Repeat the lines below exactly as they appear, but leave out the images.

Input data →
=== Section Start ===
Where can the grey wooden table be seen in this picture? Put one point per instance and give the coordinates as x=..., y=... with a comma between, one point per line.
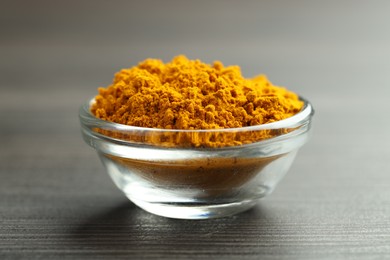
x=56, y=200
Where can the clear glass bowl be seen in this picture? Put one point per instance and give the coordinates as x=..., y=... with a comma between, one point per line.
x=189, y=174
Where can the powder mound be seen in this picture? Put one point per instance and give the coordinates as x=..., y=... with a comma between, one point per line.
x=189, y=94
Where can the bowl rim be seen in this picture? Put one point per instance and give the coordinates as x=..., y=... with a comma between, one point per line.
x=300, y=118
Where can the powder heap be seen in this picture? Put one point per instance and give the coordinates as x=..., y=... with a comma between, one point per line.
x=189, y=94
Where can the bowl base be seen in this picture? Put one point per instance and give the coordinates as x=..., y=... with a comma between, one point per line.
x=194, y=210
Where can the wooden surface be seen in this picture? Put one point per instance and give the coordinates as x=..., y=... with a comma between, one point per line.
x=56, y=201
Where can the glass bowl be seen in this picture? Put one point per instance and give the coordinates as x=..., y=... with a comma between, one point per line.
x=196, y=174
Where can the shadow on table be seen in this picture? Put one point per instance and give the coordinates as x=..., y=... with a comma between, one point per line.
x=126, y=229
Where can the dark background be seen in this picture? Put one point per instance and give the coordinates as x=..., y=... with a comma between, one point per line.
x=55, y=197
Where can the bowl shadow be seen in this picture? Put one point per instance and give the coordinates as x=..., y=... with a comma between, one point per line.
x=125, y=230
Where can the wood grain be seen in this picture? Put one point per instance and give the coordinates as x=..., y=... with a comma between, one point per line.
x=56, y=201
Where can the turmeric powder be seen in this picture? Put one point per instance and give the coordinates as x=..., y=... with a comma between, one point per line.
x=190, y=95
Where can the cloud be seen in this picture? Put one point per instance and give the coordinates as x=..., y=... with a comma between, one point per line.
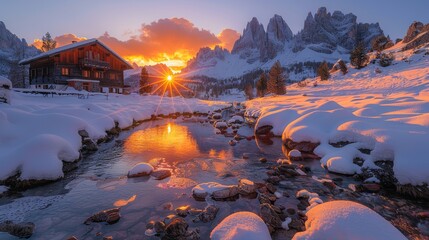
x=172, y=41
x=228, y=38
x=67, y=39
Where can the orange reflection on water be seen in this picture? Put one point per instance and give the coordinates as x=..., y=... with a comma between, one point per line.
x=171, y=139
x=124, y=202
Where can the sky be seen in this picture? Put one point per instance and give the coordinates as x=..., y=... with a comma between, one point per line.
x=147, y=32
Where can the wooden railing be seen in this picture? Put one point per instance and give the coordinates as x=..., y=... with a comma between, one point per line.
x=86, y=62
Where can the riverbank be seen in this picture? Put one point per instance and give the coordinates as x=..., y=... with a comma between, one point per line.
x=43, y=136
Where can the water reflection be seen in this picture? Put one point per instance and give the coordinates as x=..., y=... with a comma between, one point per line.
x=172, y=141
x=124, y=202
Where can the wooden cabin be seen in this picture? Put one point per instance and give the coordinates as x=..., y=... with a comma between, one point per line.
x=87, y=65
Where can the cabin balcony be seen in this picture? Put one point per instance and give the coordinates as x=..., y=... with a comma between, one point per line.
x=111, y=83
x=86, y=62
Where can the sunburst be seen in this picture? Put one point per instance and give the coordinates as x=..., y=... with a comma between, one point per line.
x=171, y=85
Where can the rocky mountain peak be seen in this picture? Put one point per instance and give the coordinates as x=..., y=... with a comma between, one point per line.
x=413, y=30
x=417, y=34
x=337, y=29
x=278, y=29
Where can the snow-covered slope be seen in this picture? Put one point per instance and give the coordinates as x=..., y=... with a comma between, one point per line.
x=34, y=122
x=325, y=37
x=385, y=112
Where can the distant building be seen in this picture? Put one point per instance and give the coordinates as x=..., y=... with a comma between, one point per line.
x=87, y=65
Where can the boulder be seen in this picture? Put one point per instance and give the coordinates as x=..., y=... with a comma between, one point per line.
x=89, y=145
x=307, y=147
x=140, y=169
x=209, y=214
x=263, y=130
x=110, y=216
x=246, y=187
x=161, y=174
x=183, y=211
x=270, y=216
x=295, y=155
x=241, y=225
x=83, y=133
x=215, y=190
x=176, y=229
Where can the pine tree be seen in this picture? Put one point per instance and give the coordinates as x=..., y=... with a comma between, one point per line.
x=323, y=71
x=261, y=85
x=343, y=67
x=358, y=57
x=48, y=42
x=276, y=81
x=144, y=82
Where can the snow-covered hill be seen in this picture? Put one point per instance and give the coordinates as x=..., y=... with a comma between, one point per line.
=== Section End ===
Response to this exercise →
Where can the grey wooden table be seen in this picture? Put one point per instance and give the coordinates as x=..., y=... with a comma between, one point per line.
x=56, y=200
Where can the clear glass bowl be seen in this picture? Put one point per instance and give the coordinates as x=..., y=... with a comma between, one point per line.
x=189, y=174
Where can the powder mound be seen in this picture? Put one point per instance and give the coordinates as x=..., y=... with a comma between, one point per line.
x=189, y=94
Where can the bowl rim be seen in this picture? Put one point per instance and give the coordinates as x=..., y=... with a comma between, one point per line.
x=300, y=118
Where can the powder heap be seen in this picture? Put one point per instance and give the coordinates as x=..., y=... with a comma between, one point per line.
x=189, y=94
Where can the bowl base be seen in this picture? Put one point per instance and give the coordinates as x=..., y=... with a comma between, one point per line.
x=194, y=210
Where can the wooden surface be seen in this picture? Put one point per instance and give the coordinates as x=..., y=... with a comma between, one point per line.
x=56, y=201
Where can the glass bowl be seen in this picture? Put one point per instance and give the coordinates as x=..., y=... with a comma between, one point per line.
x=196, y=174
Where can the shadow on table be seen in this picture? Put one point per instance and give the coordinates as x=..., y=... with a comma between, one point per line.
x=126, y=229
Where can the dark background be seen in this picture? Put one point per instance and give the coordinates as x=..., y=... with a comma between, one point per line.
x=55, y=197
Where can the bowl shadow be seen in this picture? Put one point per instance and give the coordinates as x=..., y=... with a comma between, one point per line.
x=125, y=230
Where can the wood grain be seen in this picture? Put one point per instance and give the coordinates as x=..., y=... with a comma between, one point per line.
x=56, y=201
Where can the turmeric powder be seen in this picture? Put one point per instance and give the coordinates as x=..., y=... with a comma between, one point per line.
x=190, y=95
Where can the cloud be seen in this picture? Put one point per instance and give the coordinates as x=..., y=... with a comma between, one point per line.
x=172, y=41
x=228, y=38
x=67, y=39
Where can the orange reflection on water be seen in this picture? Put one point per instance and give the coordinates as x=..., y=... with a comma between, one point per line.
x=171, y=139
x=124, y=202
Where can the sky be seen in this picture? Put one point per instance and give the coordinates as x=..., y=... with a comma between, one point per line.
x=147, y=32
Where can the wooden railing be seen in this picture? Put one point per instance and give the coordinates as x=..., y=... with a comma between, one point per line.
x=86, y=62
Where can the riverbank be seen in this picture? Put one point per instance and give the coordinates as x=..., y=... with a comma between, one point per line.
x=43, y=136
Where can the water reflection be seen in this picture? Put one point per instance and give the coordinates as x=..., y=... with a comma between, one point per line.
x=172, y=141
x=124, y=202
Where can the wooden cabin be seen in this picture? Put one point per instance and give the coordinates as x=..., y=... with a comma between, one point per line.
x=87, y=65
Where can the cabin balcony be seen in this picture? Put one point per instance and give the coordinates as x=..., y=... with a comma between, one point per line.
x=111, y=83
x=86, y=62
Where can the sunburst be seen in this picture? Put one point per instance and give the coordinates as x=..., y=... with a comma between, one point per line.
x=171, y=85
Where can the rocky mountain peak be seen in this picture? Put one point per instance and give the coordinates as x=..., y=... with a comma between, one point per line.
x=413, y=30
x=417, y=34
x=337, y=29
x=278, y=29
Where can the snow-covered slope be seen in this picture? Put one point per instance and give the coordinates as x=..., y=... with a comma between, one point per line.
x=34, y=122
x=325, y=37
x=385, y=112
Where can the distant building be seen in this picture? Put one point per instance and give the coordinates as x=..., y=... with a comma between, one point per line.
x=87, y=65
Where can the boulder be seen in this picture? Put one point per instance and give the coordinates as x=..., y=... with a comma between, one point per line.
x=89, y=145
x=307, y=147
x=140, y=169
x=209, y=214
x=263, y=130
x=110, y=216
x=246, y=187
x=161, y=174
x=183, y=211
x=270, y=216
x=295, y=155
x=241, y=225
x=83, y=133
x=215, y=190
x=176, y=229
Where can the pine tree be seen in this picture? Put one point per instance and give the coordinates as x=..., y=... with a comma between, one point per line.
x=323, y=71
x=261, y=85
x=343, y=67
x=358, y=57
x=48, y=42
x=276, y=81
x=144, y=82
Where can the snow-covered hill be seen in this picture? Put one point per instance and give the coordinates as x=..., y=... with a comma between, one point per line.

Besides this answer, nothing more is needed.